Excerpts from point annotation data:
____
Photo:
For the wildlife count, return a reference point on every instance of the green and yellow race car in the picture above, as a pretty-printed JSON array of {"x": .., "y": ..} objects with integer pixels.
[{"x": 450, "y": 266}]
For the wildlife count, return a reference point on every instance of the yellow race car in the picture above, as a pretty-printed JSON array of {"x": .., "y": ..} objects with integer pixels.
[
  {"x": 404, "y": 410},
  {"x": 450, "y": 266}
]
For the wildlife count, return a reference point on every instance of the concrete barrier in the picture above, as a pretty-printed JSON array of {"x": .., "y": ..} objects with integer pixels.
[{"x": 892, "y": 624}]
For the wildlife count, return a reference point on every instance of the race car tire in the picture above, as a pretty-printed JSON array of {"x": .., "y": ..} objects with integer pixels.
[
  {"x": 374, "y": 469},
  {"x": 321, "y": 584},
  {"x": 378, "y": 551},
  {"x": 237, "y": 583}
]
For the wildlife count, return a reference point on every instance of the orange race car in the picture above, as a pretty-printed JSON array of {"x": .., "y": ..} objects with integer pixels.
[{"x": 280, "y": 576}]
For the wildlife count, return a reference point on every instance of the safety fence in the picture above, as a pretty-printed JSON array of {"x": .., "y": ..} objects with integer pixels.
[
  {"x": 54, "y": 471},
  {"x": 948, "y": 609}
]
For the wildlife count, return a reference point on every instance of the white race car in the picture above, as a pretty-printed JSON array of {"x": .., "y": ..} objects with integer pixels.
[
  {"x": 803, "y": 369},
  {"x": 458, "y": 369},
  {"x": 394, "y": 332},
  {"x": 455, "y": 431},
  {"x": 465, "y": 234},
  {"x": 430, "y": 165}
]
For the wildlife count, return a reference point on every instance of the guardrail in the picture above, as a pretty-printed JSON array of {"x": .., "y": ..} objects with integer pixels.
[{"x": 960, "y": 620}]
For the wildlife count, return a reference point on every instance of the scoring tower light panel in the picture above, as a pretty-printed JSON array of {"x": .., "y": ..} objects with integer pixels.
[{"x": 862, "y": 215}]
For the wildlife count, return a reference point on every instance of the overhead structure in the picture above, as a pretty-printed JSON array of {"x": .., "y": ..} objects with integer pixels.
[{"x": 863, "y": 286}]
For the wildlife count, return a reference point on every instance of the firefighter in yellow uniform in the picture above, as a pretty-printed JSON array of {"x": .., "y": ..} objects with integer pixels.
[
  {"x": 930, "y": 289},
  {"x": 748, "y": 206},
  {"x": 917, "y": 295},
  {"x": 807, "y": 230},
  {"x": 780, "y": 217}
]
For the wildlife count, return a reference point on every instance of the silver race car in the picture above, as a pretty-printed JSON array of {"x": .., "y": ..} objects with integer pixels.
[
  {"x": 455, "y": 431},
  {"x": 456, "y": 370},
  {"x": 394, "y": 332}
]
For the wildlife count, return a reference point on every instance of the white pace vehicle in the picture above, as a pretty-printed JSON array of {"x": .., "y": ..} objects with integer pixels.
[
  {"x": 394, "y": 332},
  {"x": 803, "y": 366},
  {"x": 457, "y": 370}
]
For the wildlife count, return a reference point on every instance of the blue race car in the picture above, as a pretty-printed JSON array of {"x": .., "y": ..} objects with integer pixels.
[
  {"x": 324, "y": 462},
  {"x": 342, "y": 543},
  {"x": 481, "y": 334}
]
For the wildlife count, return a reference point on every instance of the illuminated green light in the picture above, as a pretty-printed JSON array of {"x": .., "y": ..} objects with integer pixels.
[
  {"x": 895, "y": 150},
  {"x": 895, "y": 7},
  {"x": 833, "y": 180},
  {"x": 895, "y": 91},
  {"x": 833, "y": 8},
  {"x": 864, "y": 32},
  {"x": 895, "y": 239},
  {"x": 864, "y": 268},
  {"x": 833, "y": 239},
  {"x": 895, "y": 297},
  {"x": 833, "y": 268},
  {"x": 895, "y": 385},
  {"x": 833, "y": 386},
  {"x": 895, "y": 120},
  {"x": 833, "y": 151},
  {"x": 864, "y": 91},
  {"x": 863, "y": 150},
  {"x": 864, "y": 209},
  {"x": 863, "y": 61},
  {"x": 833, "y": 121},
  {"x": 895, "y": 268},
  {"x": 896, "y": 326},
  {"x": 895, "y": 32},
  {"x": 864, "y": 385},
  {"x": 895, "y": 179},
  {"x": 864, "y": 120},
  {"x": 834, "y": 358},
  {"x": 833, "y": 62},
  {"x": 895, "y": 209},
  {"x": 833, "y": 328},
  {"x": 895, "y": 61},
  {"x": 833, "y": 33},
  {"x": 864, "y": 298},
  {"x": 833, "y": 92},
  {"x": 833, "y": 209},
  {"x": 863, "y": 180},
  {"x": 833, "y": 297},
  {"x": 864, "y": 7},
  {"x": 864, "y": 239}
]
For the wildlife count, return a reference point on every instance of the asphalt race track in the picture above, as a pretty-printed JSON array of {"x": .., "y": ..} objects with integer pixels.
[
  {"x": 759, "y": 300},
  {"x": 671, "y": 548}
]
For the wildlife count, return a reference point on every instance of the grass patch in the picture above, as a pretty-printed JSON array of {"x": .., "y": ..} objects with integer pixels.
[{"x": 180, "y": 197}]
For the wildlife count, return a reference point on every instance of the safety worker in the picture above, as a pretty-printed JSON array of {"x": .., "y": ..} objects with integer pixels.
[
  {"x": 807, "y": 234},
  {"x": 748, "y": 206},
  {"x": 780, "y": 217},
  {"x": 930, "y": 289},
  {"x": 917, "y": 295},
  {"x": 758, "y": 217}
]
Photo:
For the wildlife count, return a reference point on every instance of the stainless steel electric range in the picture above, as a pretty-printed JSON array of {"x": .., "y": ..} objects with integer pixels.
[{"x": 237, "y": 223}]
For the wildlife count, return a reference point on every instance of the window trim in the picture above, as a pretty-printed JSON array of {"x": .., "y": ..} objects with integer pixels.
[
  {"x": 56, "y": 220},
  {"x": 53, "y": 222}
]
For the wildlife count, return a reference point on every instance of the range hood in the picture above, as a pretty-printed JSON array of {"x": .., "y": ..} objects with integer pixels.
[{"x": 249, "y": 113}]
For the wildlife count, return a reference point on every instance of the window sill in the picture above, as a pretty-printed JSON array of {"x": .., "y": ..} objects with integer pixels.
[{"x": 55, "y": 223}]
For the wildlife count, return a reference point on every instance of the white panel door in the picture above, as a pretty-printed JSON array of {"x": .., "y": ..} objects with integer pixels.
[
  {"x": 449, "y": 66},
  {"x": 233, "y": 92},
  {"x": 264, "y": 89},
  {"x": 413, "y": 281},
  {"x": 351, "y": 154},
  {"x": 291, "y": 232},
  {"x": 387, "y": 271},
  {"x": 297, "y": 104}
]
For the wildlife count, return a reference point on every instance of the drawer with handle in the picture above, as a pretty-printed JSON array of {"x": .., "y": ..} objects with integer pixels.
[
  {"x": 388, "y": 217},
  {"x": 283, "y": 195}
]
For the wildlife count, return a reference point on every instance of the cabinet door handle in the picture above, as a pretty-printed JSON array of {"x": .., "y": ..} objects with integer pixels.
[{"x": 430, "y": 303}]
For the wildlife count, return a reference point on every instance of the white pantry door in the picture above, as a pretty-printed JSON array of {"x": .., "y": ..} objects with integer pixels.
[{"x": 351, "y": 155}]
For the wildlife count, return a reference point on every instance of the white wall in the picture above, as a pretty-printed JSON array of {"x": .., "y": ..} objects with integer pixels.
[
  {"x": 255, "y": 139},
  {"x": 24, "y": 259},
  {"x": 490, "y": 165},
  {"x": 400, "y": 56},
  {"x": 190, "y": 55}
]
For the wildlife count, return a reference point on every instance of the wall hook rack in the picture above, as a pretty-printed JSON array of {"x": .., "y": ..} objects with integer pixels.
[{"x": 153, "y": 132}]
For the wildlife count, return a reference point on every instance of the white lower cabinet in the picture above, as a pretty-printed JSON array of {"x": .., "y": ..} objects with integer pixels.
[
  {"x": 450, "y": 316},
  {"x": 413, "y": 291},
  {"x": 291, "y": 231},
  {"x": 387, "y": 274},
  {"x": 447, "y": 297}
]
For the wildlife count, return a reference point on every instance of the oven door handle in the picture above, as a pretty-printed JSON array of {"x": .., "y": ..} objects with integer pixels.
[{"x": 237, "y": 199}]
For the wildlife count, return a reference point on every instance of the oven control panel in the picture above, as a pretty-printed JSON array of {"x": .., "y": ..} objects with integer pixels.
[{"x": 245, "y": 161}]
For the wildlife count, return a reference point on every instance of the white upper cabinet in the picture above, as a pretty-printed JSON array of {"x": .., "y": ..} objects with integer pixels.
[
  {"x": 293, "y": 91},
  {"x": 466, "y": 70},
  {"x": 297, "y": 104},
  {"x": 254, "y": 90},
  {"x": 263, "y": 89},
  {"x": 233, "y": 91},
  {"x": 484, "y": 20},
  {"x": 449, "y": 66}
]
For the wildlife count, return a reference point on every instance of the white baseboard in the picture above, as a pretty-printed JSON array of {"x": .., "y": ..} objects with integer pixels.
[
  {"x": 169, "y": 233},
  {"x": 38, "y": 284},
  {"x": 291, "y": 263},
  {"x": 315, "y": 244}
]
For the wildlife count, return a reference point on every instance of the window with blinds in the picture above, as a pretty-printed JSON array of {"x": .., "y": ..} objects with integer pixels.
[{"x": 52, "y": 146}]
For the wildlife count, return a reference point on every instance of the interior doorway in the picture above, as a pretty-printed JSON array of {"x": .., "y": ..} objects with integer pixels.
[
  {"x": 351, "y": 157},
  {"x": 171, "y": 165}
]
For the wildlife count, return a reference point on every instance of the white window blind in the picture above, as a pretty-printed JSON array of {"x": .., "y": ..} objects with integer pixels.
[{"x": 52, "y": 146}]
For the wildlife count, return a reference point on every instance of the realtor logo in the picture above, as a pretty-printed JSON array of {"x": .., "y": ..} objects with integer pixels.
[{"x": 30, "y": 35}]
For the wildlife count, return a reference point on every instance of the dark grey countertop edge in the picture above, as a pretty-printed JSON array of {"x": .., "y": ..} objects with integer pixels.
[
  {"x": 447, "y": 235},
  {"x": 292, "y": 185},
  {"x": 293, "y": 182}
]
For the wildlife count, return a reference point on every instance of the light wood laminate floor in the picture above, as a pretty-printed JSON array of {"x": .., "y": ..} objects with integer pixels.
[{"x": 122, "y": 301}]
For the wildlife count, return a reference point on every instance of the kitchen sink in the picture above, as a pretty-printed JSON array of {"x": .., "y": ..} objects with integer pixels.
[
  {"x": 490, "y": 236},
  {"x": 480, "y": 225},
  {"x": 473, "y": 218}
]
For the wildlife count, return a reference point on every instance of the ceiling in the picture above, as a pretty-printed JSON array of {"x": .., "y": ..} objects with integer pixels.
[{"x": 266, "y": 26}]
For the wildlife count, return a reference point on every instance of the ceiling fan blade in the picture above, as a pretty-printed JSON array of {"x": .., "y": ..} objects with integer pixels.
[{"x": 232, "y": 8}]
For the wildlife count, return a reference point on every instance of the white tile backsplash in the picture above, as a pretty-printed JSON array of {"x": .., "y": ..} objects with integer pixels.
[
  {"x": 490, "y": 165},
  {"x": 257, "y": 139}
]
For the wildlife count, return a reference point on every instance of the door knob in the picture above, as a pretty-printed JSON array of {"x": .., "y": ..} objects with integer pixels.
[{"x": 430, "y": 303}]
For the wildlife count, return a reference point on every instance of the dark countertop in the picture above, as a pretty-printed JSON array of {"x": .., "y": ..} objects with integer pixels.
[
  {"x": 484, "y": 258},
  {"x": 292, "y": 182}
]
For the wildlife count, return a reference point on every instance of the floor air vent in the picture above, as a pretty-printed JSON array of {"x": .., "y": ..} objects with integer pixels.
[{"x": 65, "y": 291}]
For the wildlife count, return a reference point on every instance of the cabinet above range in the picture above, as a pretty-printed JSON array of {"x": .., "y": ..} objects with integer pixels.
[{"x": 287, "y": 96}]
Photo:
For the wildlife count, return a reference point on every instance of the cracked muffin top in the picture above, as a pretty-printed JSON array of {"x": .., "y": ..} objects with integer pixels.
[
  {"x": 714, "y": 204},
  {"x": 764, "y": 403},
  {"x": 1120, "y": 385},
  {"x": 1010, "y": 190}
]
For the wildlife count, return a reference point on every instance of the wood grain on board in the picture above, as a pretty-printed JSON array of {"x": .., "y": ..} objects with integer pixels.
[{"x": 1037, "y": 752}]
____
Your instructions
Starting at the line that contains "of the wood" and going through the end of the entries, write the lines out again. Keep every line as it is, except shift each x and y coordinate in the answers by -58.

The solution
For the wildlife count, return a reference point on every instance of the wood grain on board in the picture above, as a pretty-printed JSON array of {"x": .., "y": ..} objects with integer pixels.
[{"x": 979, "y": 694}]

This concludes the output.